PROBLEM DESCRIPTION |
Please copy out the lines starting with the line containing "In the UI screenshot above, locate the white planter" and going on through the line containing "xmin=236 ymin=97 xmax=300 ymax=222", requests included. Shift every coordinate in the answers by adding 50 to it.

DATA PROVIDED |

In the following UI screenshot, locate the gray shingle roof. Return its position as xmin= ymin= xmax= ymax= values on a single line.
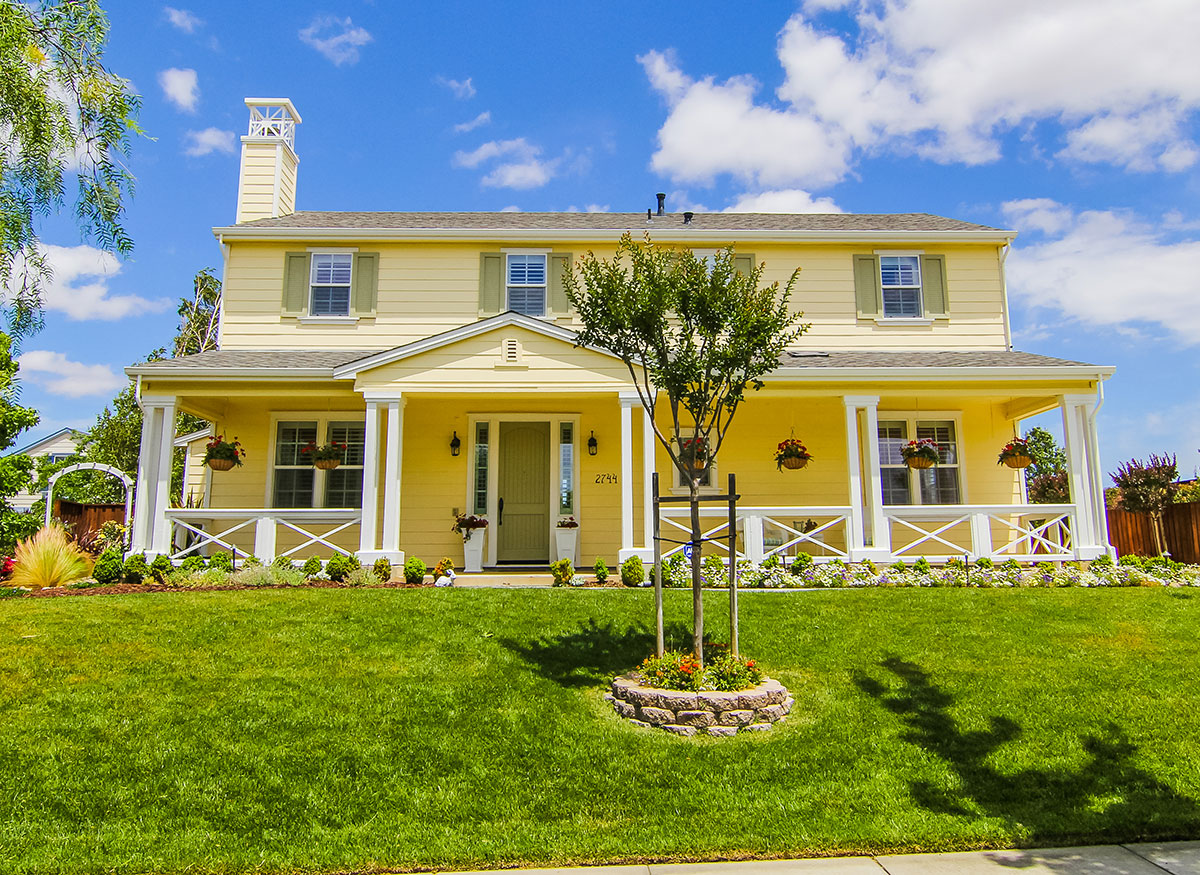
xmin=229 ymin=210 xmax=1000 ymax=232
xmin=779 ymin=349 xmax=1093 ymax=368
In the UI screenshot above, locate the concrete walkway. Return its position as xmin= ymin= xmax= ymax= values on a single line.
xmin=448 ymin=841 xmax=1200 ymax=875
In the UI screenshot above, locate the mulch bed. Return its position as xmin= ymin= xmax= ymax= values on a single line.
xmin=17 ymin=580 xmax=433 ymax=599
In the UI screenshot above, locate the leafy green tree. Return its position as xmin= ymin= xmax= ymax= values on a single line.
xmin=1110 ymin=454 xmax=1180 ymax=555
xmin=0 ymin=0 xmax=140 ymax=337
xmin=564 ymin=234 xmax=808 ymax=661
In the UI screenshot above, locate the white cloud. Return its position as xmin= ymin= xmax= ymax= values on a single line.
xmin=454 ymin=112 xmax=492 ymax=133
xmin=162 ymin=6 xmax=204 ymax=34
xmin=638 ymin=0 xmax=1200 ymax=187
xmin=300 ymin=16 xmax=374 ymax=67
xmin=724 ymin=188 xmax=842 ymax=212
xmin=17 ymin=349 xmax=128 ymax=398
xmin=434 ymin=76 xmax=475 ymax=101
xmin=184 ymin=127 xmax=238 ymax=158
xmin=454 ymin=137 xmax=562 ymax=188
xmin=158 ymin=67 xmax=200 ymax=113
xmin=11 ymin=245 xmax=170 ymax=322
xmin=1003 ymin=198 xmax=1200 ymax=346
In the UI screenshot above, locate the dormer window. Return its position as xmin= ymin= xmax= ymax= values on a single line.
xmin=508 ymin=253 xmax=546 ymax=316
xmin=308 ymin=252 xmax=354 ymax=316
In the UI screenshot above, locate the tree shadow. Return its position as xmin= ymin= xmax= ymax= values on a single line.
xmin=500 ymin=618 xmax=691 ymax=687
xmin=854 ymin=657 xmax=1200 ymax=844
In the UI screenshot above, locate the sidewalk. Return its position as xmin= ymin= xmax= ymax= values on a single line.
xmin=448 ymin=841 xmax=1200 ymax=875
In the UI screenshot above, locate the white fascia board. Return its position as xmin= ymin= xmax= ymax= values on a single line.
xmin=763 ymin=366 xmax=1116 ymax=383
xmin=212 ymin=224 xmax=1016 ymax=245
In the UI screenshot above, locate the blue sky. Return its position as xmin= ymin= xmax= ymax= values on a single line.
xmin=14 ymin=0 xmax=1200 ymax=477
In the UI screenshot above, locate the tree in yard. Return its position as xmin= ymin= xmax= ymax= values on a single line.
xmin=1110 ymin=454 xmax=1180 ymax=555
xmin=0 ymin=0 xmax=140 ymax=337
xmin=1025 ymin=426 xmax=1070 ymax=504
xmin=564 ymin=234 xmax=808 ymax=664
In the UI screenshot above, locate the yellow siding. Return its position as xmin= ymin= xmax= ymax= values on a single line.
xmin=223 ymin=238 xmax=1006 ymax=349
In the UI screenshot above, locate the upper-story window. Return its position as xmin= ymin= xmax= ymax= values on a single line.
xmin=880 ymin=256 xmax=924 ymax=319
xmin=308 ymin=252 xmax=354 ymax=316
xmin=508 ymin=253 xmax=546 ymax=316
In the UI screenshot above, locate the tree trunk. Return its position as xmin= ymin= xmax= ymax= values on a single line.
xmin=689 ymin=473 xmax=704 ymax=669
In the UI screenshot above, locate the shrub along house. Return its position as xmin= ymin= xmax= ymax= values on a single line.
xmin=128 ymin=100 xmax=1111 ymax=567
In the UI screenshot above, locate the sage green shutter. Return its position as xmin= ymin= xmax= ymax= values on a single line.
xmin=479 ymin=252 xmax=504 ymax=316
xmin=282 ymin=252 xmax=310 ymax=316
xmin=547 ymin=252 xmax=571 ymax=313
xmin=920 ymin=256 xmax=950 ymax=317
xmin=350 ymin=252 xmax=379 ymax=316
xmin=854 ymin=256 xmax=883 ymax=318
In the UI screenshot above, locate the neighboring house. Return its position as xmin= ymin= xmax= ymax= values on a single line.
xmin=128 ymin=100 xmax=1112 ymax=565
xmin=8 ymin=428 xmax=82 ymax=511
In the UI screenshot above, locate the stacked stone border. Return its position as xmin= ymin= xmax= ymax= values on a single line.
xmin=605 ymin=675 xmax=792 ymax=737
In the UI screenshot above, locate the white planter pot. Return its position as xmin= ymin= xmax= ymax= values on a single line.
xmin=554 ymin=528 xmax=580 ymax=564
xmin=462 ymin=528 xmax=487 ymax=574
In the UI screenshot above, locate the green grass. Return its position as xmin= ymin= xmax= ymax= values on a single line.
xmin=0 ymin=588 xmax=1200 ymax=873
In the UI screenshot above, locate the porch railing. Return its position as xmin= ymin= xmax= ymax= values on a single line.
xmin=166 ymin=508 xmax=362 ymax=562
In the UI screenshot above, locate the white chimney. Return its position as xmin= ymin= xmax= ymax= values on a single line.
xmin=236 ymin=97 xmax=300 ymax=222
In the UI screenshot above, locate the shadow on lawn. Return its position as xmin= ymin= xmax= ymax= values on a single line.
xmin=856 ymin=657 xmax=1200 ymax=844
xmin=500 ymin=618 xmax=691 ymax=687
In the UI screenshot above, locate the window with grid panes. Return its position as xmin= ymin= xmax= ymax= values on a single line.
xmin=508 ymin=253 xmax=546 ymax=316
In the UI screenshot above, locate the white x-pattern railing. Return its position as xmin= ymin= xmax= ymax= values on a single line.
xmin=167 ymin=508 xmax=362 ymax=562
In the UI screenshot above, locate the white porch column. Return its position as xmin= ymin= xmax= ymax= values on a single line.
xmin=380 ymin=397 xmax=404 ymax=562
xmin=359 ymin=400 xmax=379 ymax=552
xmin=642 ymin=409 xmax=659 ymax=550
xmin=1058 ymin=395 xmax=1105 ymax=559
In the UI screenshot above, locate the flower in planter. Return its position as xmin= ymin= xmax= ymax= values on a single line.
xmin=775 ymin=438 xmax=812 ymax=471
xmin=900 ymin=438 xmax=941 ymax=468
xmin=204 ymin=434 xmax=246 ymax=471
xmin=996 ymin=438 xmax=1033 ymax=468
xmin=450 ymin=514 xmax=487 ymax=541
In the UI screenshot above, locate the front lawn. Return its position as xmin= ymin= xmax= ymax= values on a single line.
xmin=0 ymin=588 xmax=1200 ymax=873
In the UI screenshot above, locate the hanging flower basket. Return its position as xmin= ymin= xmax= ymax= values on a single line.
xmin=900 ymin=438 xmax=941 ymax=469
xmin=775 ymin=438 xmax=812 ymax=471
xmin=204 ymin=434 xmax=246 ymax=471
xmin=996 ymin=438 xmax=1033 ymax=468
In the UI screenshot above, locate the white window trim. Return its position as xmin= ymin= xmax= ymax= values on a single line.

ANSWER TO THE EXERCISE |
In the UI screenshot above, locate the white planter pot. Return its position as xmin= ymin= xmax= ymax= values on a single line.
xmin=604 ymin=578 xmax=630 ymax=614
xmin=512 ymin=578 xmax=537 ymax=624
In the UI screenshot above, locate the green grass. Return its position as xmin= ymin= xmax= ymax= values on a single line.
xmin=50 ymin=638 xmax=1250 ymax=923
In the UI screenshot above, locate the porch railing. Return its position as xmin= ymin= xmax= ymax= values on a single line.
xmin=216 ymin=558 xmax=412 ymax=612
In the UI screenshot above, locate the white chimney. Return its position as xmin= ymin= xmax= ymax= values on a single line.
xmin=286 ymin=147 xmax=350 ymax=272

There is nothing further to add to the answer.